Work task: Copy each line below containing "rear".

Data extracted from a collection
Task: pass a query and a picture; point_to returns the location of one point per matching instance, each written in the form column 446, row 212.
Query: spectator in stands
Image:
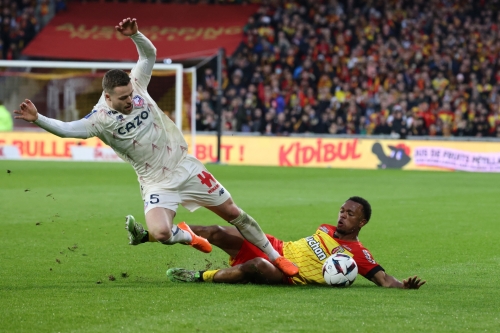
column 344, row 66
column 6, row 123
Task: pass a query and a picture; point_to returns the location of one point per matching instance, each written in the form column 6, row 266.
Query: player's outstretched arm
column 75, row 129
column 147, row 51
column 385, row 280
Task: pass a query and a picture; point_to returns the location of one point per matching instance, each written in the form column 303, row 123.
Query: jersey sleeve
column 367, row 266
column 141, row 73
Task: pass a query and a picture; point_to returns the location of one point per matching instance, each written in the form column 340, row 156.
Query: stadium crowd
column 20, row 20
column 401, row 68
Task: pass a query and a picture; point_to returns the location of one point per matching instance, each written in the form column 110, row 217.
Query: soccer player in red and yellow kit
column 249, row 264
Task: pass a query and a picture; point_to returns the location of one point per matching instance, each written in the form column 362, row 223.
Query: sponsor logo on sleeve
column 90, row 114
column 323, row 228
column 138, row 101
column 369, row 257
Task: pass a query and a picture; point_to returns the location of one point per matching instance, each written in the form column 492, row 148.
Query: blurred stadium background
column 348, row 84
column 419, row 70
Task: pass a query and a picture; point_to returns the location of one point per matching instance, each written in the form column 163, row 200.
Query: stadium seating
column 403, row 68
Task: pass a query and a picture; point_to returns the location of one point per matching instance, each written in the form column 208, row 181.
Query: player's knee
column 214, row 233
column 255, row 267
column 233, row 212
column 161, row 235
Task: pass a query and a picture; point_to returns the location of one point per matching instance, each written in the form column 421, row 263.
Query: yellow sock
column 208, row 276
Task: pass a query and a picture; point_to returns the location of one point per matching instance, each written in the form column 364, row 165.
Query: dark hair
column 367, row 208
column 114, row 78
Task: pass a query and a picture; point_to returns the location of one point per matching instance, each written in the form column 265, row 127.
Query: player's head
column 118, row 90
column 353, row 215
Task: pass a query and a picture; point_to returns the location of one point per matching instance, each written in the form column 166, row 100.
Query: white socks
column 178, row 236
column 252, row 232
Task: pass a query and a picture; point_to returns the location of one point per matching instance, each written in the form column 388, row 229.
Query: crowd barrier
column 326, row 152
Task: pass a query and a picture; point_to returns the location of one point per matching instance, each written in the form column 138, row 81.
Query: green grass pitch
column 62, row 236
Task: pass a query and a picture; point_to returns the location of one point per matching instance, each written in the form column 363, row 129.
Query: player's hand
column 27, row 111
column 413, row 283
column 127, row 27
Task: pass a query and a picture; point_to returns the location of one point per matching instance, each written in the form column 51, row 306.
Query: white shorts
column 190, row 185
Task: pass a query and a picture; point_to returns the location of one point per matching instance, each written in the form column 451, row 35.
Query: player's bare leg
column 257, row 270
column 161, row 229
column 228, row 239
column 251, row 230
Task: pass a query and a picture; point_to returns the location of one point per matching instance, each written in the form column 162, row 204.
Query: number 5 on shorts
column 154, row 198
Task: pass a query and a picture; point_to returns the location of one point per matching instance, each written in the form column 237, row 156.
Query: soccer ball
column 340, row 270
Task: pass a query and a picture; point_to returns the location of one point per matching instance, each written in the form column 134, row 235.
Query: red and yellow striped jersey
column 310, row 253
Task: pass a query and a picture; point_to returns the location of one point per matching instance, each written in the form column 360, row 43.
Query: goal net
column 69, row 90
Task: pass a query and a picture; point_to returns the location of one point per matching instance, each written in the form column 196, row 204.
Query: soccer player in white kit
column 128, row 120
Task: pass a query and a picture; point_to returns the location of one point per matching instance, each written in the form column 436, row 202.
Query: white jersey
column 146, row 138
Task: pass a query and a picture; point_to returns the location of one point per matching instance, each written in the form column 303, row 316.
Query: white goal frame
column 93, row 66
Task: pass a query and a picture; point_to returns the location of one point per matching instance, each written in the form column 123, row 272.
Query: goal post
column 77, row 84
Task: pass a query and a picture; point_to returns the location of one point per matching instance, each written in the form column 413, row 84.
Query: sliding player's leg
column 257, row 270
column 252, row 232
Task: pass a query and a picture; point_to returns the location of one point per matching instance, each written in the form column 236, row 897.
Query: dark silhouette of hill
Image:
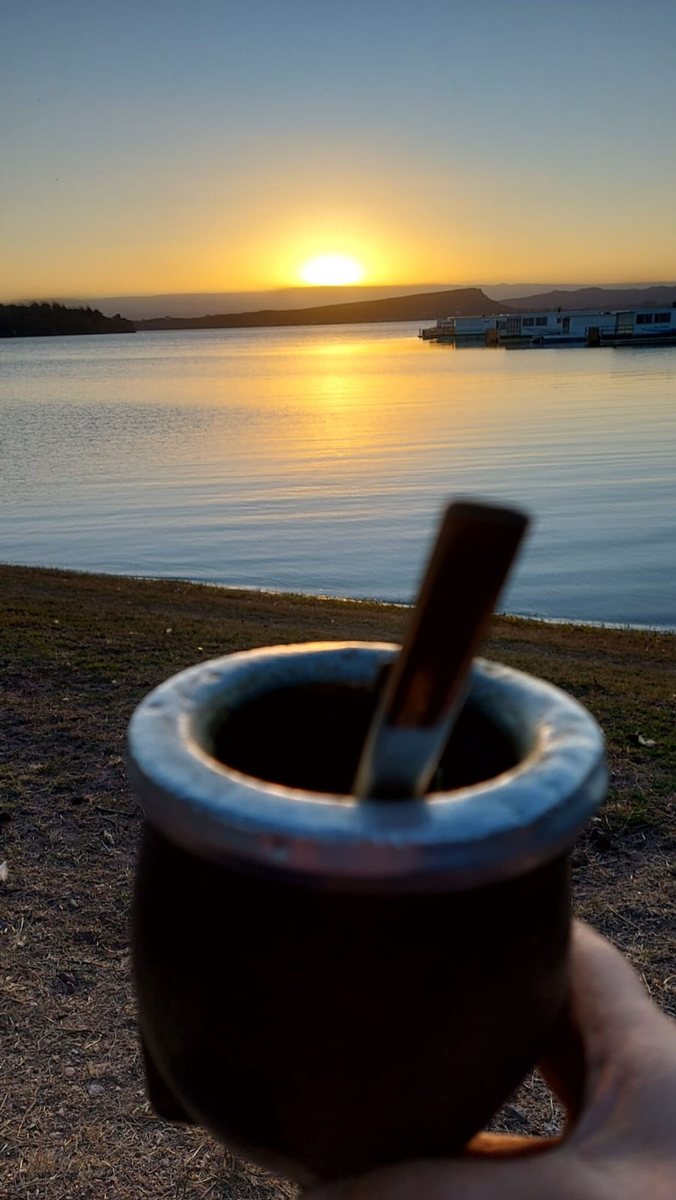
column 424, row 306
column 47, row 319
column 596, row 298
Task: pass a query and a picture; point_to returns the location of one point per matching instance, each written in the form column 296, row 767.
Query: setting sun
column 331, row 269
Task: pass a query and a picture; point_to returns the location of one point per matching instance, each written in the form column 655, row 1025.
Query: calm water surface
column 317, row 460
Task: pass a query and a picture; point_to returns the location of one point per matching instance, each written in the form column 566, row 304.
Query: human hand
column 622, row 1145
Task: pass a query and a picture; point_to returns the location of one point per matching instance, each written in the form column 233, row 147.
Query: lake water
column 317, row 460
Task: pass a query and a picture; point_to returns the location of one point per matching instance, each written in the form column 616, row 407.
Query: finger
column 486, row 1179
column 629, row 1047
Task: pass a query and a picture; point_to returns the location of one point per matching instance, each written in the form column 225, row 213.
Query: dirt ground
column 77, row 653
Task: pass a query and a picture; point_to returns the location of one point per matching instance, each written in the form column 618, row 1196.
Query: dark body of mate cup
column 328, row 983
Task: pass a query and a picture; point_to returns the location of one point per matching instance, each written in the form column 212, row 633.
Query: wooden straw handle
column 470, row 562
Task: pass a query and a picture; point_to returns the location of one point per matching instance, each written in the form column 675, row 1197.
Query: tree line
column 49, row 319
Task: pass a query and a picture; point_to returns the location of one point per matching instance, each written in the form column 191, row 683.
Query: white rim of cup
column 483, row 833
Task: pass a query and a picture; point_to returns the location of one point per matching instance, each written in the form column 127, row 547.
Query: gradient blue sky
column 160, row 147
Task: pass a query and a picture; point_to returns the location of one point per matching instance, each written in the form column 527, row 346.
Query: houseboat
column 652, row 325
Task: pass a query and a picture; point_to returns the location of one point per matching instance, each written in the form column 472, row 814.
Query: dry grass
column 77, row 653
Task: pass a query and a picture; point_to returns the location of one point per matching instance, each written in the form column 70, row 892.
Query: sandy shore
column 77, row 654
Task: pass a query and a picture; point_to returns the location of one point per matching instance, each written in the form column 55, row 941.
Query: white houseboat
column 651, row 325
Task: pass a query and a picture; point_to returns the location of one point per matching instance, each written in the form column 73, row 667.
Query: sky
column 156, row 147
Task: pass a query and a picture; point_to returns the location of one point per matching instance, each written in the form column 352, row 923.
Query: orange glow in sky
column 333, row 270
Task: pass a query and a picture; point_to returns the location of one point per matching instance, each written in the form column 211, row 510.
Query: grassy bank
column 77, row 653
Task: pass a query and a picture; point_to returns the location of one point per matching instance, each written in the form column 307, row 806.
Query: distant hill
column 596, row 298
column 55, row 319
column 197, row 304
column 424, row 306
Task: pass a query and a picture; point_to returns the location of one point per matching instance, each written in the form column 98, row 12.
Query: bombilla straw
column 428, row 682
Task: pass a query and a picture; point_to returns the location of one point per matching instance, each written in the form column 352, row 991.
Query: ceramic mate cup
column 328, row 983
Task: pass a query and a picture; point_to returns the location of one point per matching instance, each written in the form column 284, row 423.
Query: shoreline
column 404, row 605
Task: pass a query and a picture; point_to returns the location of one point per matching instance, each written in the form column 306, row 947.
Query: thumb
column 628, row 1048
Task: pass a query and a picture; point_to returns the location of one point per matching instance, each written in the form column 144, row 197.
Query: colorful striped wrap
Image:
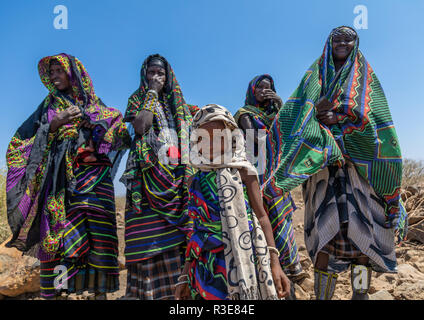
column 89, row 246
column 40, row 163
column 364, row 134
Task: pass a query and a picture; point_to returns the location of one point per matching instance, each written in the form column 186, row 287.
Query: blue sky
column 215, row 47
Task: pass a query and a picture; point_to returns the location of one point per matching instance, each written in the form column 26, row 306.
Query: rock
column 407, row 272
column 381, row 295
column 378, row 284
column 416, row 232
column 412, row 190
column 419, row 265
column 307, row 285
column 18, row 274
column 300, row 293
column 302, row 247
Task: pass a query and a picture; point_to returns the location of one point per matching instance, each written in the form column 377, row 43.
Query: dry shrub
column 4, row 226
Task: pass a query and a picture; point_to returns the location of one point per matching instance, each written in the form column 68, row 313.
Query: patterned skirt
column 345, row 218
column 88, row 258
column 156, row 277
column 280, row 210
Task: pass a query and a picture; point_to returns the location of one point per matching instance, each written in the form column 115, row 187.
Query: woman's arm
column 64, row 117
column 282, row 283
column 182, row 291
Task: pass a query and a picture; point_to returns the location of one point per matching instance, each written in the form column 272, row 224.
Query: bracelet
column 181, row 282
column 275, row 250
column 181, row 277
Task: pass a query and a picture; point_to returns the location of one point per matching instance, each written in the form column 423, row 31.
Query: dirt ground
column 407, row 284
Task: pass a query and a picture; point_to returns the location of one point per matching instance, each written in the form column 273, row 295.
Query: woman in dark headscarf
column 156, row 178
column 336, row 134
column 261, row 106
column 60, row 193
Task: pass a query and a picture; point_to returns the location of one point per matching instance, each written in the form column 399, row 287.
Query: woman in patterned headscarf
column 337, row 136
column 156, row 178
column 261, row 106
column 59, row 184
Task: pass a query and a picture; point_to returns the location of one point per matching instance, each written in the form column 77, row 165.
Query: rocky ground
column 19, row 276
column 407, row 284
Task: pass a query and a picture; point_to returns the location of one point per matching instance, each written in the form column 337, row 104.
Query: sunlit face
column 263, row 85
column 156, row 72
column 218, row 142
column 342, row 46
column 59, row 77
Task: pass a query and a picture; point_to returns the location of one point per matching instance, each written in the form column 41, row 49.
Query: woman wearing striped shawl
column 336, row 135
column 59, row 184
column 261, row 106
column 156, row 219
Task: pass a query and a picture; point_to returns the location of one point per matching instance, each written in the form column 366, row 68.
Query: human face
column 261, row 88
column 59, row 77
column 156, row 77
column 218, row 140
column 342, row 46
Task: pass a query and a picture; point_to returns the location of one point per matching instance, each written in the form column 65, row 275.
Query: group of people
column 205, row 218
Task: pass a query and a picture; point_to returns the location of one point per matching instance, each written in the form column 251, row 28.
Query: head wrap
column 158, row 61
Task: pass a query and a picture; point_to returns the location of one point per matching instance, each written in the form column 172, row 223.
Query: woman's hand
column 142, row 122
column 87, row 124
column 64, row 117
column 327, row 117
column 271, row 95
column 281, row 282
column 182, row 292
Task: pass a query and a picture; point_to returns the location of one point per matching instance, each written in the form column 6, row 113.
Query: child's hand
column 282, row 283
column 182, row 292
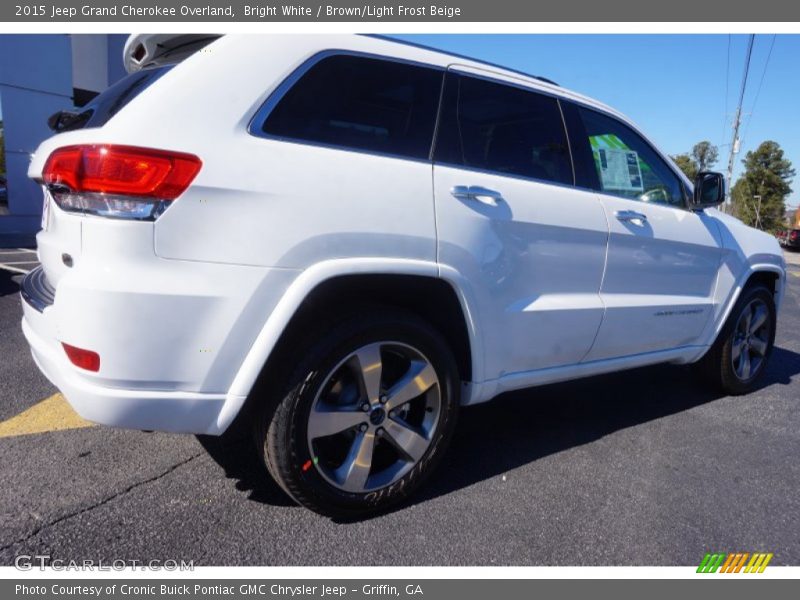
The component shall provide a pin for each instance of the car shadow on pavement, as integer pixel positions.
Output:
(524, 426)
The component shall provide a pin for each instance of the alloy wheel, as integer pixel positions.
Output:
(751, 340)
(374, 417)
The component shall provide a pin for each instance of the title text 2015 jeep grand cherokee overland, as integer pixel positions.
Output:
(339, 240)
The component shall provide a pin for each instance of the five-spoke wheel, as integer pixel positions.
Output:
(366, 414)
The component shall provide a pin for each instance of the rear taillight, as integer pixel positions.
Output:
(118, 181)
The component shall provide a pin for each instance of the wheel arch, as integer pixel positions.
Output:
(769, 274)
(438, 295)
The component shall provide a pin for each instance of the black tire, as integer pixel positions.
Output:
(282, 428)
(719, 366)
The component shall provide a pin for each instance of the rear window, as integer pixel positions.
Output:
(361, 103)
(102, 108)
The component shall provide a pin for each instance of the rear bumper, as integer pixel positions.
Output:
(171, 335)
(182, 412)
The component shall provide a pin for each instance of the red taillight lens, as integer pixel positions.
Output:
(121, 171)
(85, 359)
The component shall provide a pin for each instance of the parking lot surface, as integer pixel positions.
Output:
(642, 468)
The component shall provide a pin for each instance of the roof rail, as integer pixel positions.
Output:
(464, 56)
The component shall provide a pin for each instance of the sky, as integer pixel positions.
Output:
(679, 89)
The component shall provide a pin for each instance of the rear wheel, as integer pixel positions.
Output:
(740, 355)
(365, 416)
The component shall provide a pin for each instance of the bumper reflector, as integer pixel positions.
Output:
(85, 359)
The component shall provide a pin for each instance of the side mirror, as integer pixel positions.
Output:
(709, 190)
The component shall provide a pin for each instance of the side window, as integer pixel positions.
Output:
(625, 164)
(361, 103)
(502, 128)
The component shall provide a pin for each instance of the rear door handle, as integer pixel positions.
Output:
(630, 215)
(477, 193)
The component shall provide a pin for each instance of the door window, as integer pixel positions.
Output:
(624, 163)
(502, 128)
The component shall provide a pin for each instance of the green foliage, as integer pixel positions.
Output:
(705, 155)
(767, 176)
(686, 164)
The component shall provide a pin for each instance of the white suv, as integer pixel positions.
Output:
(336, 241)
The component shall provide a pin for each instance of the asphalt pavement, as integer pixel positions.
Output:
(638, 468)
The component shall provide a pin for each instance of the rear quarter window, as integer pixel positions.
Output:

Output of the task:
The component shall provide a pin for each instance of the rear taillight, as integer pixel positions.
The component shall provide a pin for each instance of the rear window, as integer pixel positions.
The component shall provide a pin for each instance of the rear bumper, as integer pixel positions.
The component shall provide a pin for each instance of the rear wheel, as integer pixel positions.
The component shall provide a pin for each instance of the rear door handle, as integer pixel positions.
The component shall provide a pin for each instance of the rear quarter window, as integer pixel positions.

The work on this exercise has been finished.